_What you will do_
Reproduce each of the following entries word for word, without changing anything.

◇ ◇ ◇

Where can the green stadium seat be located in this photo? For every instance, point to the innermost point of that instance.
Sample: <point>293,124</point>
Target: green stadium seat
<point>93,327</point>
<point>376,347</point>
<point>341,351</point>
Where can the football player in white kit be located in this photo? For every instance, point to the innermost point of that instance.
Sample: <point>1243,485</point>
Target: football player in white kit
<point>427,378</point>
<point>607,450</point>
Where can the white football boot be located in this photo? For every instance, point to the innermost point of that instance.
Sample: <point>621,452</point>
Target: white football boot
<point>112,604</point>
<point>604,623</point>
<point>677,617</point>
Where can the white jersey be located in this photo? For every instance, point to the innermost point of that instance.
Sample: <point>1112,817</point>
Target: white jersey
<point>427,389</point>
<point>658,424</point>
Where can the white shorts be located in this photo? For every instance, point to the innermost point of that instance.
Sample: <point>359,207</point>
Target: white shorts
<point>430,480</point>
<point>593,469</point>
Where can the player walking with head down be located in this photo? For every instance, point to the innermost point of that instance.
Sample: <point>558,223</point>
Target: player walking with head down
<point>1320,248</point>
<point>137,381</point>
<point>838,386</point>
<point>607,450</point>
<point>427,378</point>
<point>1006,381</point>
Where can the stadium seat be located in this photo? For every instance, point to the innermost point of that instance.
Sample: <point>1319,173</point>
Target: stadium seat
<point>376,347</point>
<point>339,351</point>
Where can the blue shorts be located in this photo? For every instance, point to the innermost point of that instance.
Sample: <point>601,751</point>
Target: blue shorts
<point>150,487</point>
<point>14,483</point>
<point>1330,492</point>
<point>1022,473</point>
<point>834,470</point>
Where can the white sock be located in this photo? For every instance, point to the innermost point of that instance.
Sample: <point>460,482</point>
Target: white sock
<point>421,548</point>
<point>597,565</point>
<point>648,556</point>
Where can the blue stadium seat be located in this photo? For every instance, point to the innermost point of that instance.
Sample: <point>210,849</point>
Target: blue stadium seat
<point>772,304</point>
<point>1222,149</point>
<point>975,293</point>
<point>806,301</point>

◇ ◇ ◇

_Finished exercise_
Where can the green stadium seat be located in this photo? For every instance, point to the innermost point of that instance.
Sample: <point>293,124</point>
Target: green stadium seat
<point>93,327</point>
<point>376,347</point>
<point>341,351</point>
Where can the football player in white kit be located in this photo? For every instance, point to the innermost point of that instance.
Sample: <point>1243,485</point>
Target: football player in white kit
<point>427,378</point>
<point>607,450</point>
Where can the white football boot be located in this photo? For every instance, point to the innermost point of that instance.
Sample: <point>621,452</point>
Target: white football boot
<point>112,604</point>
<point>604,623</point>
<point>677,617</point>
Where can the white jersey be located in this photo? For every instance, point to the innermost point of that instance.
Sample: <point>1112,817</point>
Target: white jersey
<point>427,389</point>
<point>658,424</point>
Where can the white shorts be located in this photo? For every instance, point to the innermost point of that instance.
Sample: <point>359,207</point>
Target: white shorts
<point>430,480</point>
<point>593,469</point>
Where can the player walking with head down be located in this photo? For every instance, point to the innermost point of that instance.
Sample: <point>558,223</point>
Target: player walking with head down
<point>1320,248</point>
<point>137,381</point>
<point>838,386</point>
<point>607,450</point>
<point>427,378</point>
<point>1006,381</point>
Where can the stadium seat be located in this photo? For every instance, point to the innermost point of that instance.
Sample: <point>1319,173</point>
Target: stadium seat
<point>376,347</point>
<point>339,351</point>
Where can the blue shorts be located in this photo? For every instance, point to the innermost point of that instance.
Sample: <point>601,751</point>
Target: blue shorts
<point>150,487</point>
<point>14,483</point>
<point>1330,492</point>
<point>1022,473</point>
<point>834,470</point>
Where can the white sock be located in this photo? For every instance, point to the innermost point of that instance.
Sample: <point>460,482</point>
Target: white sock
<point>421,548</point>
<point>597,565</point>
<point>648,556</point>
Where can the blue stadium seat be located in this photo? For every instance, point to the innermost point of that instance.
Sample: <point>210,849</point>
Target: blue stadium seat
<point>772,304</point>
<point>1222,149</point>
<point>975,293</point>
<point>806,301</point>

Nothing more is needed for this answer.